## [Directions]
Find each line in the entries below that contains the string "teeth" with the same capitalization, and copy those lines out.

═══ Given entries

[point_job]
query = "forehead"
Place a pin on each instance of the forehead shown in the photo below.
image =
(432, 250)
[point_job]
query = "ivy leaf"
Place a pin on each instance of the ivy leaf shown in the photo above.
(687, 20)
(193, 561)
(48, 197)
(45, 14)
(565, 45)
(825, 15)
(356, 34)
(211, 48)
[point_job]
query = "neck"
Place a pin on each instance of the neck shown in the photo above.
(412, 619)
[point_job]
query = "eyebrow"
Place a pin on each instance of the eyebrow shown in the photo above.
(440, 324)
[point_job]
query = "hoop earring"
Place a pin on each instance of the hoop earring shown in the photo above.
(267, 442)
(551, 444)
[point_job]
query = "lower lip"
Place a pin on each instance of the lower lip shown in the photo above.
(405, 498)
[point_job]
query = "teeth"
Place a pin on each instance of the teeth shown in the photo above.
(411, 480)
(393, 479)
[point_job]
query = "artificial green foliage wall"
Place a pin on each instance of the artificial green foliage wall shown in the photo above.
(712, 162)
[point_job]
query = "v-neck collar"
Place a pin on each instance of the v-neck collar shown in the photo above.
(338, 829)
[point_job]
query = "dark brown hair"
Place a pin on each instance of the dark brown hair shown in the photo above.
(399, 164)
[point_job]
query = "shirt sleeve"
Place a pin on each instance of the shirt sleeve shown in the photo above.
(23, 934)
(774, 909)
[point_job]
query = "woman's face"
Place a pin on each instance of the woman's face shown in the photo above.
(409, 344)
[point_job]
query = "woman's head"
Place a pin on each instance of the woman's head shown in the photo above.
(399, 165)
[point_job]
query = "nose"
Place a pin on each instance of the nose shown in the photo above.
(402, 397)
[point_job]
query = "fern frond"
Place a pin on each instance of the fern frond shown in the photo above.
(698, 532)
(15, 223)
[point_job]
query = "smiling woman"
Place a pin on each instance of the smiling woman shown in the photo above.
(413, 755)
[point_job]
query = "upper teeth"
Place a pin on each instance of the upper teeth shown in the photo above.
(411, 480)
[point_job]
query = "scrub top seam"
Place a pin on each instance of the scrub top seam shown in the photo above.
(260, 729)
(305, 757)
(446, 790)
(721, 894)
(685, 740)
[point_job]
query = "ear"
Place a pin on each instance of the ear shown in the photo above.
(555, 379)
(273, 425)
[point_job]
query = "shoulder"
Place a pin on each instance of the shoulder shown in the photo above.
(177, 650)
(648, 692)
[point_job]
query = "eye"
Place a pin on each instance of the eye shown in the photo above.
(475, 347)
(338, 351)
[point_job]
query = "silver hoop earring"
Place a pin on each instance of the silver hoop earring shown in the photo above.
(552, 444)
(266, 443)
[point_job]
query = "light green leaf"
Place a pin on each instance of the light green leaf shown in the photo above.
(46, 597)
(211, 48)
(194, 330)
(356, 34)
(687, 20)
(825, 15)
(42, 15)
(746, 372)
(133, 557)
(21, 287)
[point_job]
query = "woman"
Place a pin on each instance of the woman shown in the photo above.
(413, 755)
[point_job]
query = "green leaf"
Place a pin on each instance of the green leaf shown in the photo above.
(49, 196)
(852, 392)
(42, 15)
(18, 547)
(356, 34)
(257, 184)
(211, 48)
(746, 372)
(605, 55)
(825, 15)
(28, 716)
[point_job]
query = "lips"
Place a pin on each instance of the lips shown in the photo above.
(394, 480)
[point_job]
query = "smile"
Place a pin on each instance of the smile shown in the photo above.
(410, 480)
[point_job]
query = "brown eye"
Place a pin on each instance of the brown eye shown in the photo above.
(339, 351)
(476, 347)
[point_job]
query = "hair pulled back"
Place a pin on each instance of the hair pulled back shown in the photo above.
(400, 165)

══════

## [Full response]
query = "teeth"
Place a pin on each instance of the teeth shown in the photo above.
query = "upper teeth"
Place a pin on each instance of the upper teeth shown in the photo above.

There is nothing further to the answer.